Directions
Extract every entry word for word.

Material supplied
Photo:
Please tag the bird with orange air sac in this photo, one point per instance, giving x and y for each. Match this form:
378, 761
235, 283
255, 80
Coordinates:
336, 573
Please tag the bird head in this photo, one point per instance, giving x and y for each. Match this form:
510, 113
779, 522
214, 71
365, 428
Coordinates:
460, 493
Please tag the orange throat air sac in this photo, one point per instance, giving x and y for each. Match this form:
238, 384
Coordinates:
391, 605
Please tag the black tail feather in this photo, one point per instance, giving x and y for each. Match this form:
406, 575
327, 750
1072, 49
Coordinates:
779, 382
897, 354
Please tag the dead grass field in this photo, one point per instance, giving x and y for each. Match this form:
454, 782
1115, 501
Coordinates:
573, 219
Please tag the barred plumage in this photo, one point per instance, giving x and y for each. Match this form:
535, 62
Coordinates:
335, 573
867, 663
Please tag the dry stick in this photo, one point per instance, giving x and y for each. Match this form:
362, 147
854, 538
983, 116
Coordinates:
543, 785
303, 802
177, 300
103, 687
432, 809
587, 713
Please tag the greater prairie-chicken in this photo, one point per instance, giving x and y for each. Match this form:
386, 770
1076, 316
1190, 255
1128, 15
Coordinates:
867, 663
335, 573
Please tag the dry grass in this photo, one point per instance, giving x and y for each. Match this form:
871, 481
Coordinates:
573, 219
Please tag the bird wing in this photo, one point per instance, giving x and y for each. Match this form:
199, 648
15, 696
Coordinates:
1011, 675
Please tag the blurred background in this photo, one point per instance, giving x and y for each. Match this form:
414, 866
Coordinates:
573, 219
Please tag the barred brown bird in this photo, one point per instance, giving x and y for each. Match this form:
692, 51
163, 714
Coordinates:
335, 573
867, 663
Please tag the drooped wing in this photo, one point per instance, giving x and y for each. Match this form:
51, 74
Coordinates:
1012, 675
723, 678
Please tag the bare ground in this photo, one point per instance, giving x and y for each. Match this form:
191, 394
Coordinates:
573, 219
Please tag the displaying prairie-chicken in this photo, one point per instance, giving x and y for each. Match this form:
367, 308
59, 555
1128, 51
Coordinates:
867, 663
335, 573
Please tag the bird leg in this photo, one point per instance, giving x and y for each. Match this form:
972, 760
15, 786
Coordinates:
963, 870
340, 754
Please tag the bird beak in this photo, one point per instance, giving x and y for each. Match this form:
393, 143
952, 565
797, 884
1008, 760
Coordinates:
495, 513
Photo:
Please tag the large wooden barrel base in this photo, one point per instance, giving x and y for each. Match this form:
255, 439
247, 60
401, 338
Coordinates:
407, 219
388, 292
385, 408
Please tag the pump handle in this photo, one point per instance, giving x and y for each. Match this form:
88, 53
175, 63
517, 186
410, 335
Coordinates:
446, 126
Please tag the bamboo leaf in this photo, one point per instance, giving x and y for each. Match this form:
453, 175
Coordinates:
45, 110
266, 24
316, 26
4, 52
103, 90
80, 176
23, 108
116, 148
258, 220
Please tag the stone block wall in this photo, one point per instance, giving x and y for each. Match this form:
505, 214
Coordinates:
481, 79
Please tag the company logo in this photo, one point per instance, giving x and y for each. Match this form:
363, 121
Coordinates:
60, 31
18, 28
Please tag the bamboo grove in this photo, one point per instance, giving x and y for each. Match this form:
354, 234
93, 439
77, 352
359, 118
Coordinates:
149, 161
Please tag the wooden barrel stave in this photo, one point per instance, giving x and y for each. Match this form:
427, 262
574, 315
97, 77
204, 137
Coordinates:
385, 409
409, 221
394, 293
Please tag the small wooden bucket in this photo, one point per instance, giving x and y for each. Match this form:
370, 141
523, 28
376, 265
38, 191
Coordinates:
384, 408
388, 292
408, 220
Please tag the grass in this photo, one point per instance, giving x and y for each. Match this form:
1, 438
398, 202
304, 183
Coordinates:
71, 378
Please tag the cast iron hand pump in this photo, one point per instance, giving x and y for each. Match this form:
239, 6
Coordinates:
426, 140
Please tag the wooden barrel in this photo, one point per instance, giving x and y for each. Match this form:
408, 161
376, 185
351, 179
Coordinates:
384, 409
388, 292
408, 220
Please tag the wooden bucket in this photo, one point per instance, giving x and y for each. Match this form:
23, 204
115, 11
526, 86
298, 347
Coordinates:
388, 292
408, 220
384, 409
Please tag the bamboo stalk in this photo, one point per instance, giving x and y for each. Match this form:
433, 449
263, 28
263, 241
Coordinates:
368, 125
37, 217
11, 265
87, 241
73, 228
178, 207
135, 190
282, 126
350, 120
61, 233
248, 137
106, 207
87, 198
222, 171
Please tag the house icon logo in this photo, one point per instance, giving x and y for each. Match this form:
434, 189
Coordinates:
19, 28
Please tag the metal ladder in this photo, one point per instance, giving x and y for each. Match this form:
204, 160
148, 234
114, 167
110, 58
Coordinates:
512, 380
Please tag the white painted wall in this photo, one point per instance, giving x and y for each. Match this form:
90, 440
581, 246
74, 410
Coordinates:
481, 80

Full answer
Photo:
Please tag the bird with orange air sac in this photo, one point per instance, giving x and y for each. Match this form:
378, 761
235, 283
255, 80
Coordinates:
336, 573
Please tag the bird head in this photo, one point per instance, giving x and y for each. Match this form:
510, 113
779, 522
214, 71
365, 428
Coordinates:
460, 493
Please tag the orange throat air sac in this photo, one point per instance, giving x and y for each. Match this form:
238, 384
Coordinates:
391, 605
Please tag the black tail feather in this photo, one point per instance, giving x and y for each. Match this form:
406, 575
327, 750
1072, 49
Coordinates:
779, 382
897, 354
Please tag the dead grass field in this photo, one point per instance, giving x and y for each. Match this form:
454, 782
1115, 501
Coordinates:
573, 219
Please tag the barred plumage in this photo, one point per instance, giving x and y for each. Match this form:
535, 62
Coordinates:
335, 573
867, 663
Please tag the dry stick in this photo, one point per instance, giving x and y for each. Match this form:
362, 147
854, 538
983, 116
Coordinates:
543, 785
303, 802
177, 300
103, 687
432, 809
587, 713
Please tag the greater prairie-chicken in this photo, one point per instance, giving x and y for each. Match this form:
386, 770
1076, 316
1190, 255
1128, 15
Coordinates:
867, 663
335, 573
Please tag the dry grass in this photo, one point per instance, giving x and y for each. Match this form:
871, 481
Coordinates:
573, 219
Please tag the bird wing in this photo, one point per instance, giving x and y for each. Match this form:
199, 648
15, 696
Coordinates:
1011, 675
Please tag the blurred background in this photo, one point per instance, giving x and y for each. Match this form:
414, 866
Coordinates:
573, 219
Please tag the barred brown bird in this photo, one point per instance, giving x and y for each. Match this form:
692, 51
163, 714
Coordinates:
335, 573
867, 663
Please tag the drooped wing in this photo, one point per instance, giving x and y for each. Match this form:
51, 74
Coordinates:
1012, 675
723, 678
Please tag the bare ground in this photo, one point per instance, giving x and y for each. Match this form:
191, 394
Coordinates:
573, 219
Please tag the displaying prairie-chicken in this photo, one point per instance, giving x and y for each. Match this form:
367, 308
59, 555
1128, 51
Coordinates:
867, 663
335, 573
Please tag the bird leg in this photo, one point per instance, giving x and y for each. Match this form:
972, 760
15, 786
Coordinates:
963, 870
340, 754
Please tag the bird beak in this photo, one point per instance, giving x and y for each. Match this form:
393, 143
952, 565
797, 884
1008, 760
Coordinates:
495, 513
Photo:
Please tag the large wooden barrel base in this photo, one point per instance, giving x and y for each. Match this form:
255, 439
247, 60
401, 338
Coordinates:
407, 219
388, 292
385, 408
Please tag the pump handle in this photo, one point per instance, giving x and y for each. Match this form:
88, 53
175, 63
517, 186
410, 335
Coordinates:
446, 126
Please tag the bamboo leaf in this photo, one point per instance, giving x and y for each. Match this form:
453, 175
Coordinates:
45, 110
266, 24
316, 26
4, 52
103, 90
80, 176
23, 108
116, 148
258, 220
Please tag the stone block wall in this photo, one point per instance, giving x and y for each. Match this form:
505, 214
Coordinates:
481, 79
Please tag the company logo in this photo, one point per instance, giving x and y for each. Match this form:
363, 121
Coordinates:
60, 31
18, 28
Please tag the bamboo grove in this photo, one point per instance, giving x and y for each. Match this form:
354, 234
93, 439
77, 352
359, 118
Coordinates:
149, 161
Please tag the wooden barrel stave in this photo, one point per instance, giving x and y for each. Match this form:
427, 262
574, 315
97, 77
204, 137
Coordinates:
385, 409
409, 221
394, 293
Please tag the small wooden bucket in this photo, one point per instance, giving x and y for each. Match this form:
370, 141
523, 28
376, 265
38, 191
Coordinates:
384, 408
388, 292
408, 220
Please tag the grass in this photo, one point per instance, giving x and y for each. Match this form:
1, 438
398, 202
304, 183
Coordinates:
71, 378
Please tag the cast iron hand pump in this photo, one point per instance, giving x and y for each. Match this form:
239, 6
Coordinates:
426, 140
Please tag the wooden barrel in this photo, one point per instance, giving x and y for each. Match this form:
408, 161
376, 185
351, 179
Coordinates:
384, 409
388, 292
408, 220
Please tag the wooden bucket in this photo, one point per instance, giving x and y for each. Match this form:
23, 204
115, 11
526, 86
298, 347
Coordinates:
388, 292
408, 220
384, 409
Please tag the bamboo stalk in this photo, one point per instance, giving x and y for each. Match this form:
433, 449
263, 28
263, 241
Coordinates:
368, 125
37, 217
11, 265
87, 241
73, 228
178, 207
135, 190
282, 126
350, 120
61, 233
248, 137
106, 207
87, 198
222, 171
Please tag the house icon logo in this photo, one point per instance, giving x and y for each. Match this form:
434, 189
Coordinates:
19, 28
Please tag the metal ladder in this photo, one point per instance, giving x and y for each. Match this form:
204, 160
148, 234
114, 167
110, 58
Coordinates:
512, 380
Please tag the white painted wall in this photo, one point per instance, giving x and y for each. Match this form:
90, 440
581, 246
74, 410
Coordinates:
481, 80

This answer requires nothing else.